(Outline labeling data)
--- begin ---

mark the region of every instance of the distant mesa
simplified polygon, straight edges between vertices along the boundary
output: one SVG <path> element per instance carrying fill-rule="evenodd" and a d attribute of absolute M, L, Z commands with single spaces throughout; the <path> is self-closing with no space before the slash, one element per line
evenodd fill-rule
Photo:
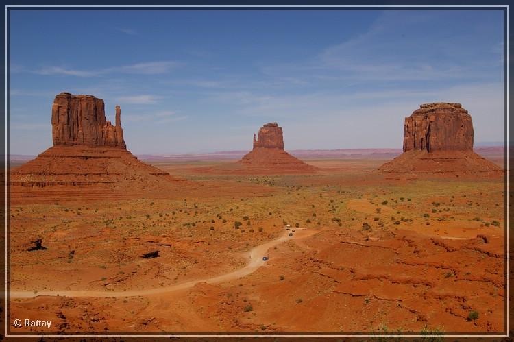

--- end ---
--- begin ---

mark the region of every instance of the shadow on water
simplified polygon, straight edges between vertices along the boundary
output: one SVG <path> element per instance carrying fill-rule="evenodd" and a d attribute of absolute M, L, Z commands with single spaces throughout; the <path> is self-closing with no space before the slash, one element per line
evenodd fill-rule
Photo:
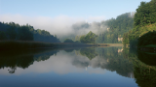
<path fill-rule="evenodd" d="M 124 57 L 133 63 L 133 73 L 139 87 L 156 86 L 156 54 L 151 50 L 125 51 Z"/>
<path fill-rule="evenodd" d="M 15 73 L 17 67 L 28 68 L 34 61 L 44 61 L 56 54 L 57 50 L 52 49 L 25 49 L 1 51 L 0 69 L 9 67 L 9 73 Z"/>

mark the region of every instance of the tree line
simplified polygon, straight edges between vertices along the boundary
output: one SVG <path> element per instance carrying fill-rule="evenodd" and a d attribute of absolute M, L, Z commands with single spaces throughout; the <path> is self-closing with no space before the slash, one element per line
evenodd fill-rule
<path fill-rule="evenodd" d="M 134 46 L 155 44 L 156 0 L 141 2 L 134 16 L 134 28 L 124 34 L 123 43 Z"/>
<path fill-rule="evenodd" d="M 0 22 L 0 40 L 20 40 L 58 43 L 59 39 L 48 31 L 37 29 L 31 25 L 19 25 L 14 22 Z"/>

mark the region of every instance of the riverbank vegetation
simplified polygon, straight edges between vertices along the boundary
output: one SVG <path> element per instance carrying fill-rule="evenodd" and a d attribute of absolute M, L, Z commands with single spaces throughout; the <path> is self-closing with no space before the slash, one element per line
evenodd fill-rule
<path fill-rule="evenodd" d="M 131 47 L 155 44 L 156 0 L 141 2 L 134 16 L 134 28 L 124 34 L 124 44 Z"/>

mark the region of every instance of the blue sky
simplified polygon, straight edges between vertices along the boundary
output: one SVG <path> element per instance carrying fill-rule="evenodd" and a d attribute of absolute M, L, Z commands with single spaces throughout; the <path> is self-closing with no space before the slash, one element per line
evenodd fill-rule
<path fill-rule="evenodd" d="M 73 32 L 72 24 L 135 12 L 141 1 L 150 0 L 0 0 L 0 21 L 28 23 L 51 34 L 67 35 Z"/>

--- end ---

● Objective
Substitute "reduced polygon" for "simplified polygon" in the stretch of data from the line containing "mark the region of every instance of the shadow" through the line containing "15 73 L 17 67", and give those lines again with nothing else changed. Leave the pictures out of your answer.

● Right answer
mark the region of every instance of the shadow on water
reduced polygon, straight edges between vertices along the boundary
output: one SVG <path> element per instance carrying fill-rule="evenodd" and a d attribute of absolute M, L, Z commands with single spaces throughout; the <path> is self-closing with no space before the slash, one element per line
evenodd fill-rule
Photo:
<path fill-rule="evenodd" d="M 124 57 L 133 63 L 133 73 L 139 87 L 156 86 L 156 54 L 151 50 L 125 51 Z"/>
<path fill-rule="evenodd" d="M 15 73 L 17 67 L 28 68 L 34 61 L 44 61 L 56 54 L 57 50 L 52 49 L 25 49 L 1 51 L 0 69 L 9 67 L 9 73 Z"/>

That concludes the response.